▶ _Work item_
Return nothing but the lines from the line containing "Where can the black" through the last line of the records, reproduced exactly.

▶ _Data_
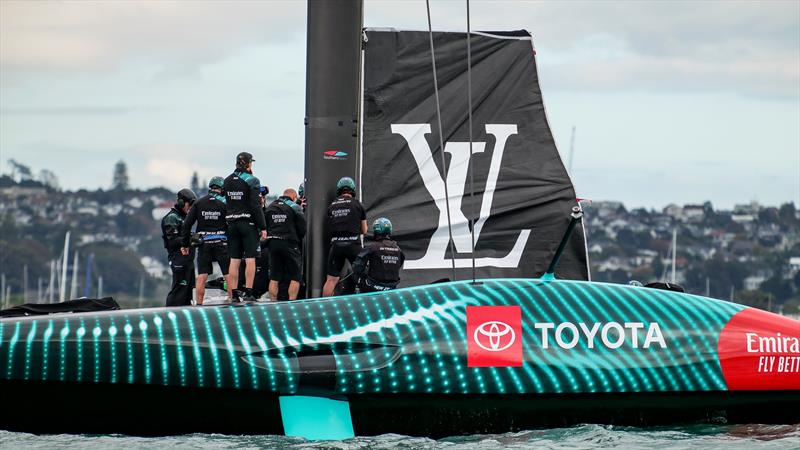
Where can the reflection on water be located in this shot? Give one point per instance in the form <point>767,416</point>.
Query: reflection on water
<point>583,436</point>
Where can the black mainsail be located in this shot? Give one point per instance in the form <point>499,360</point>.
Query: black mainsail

▶ _Expected answer_
Where can the black mainsail be located in this shot? Give one point per instance in the form <point>499,360</point>.
Query: black mainsail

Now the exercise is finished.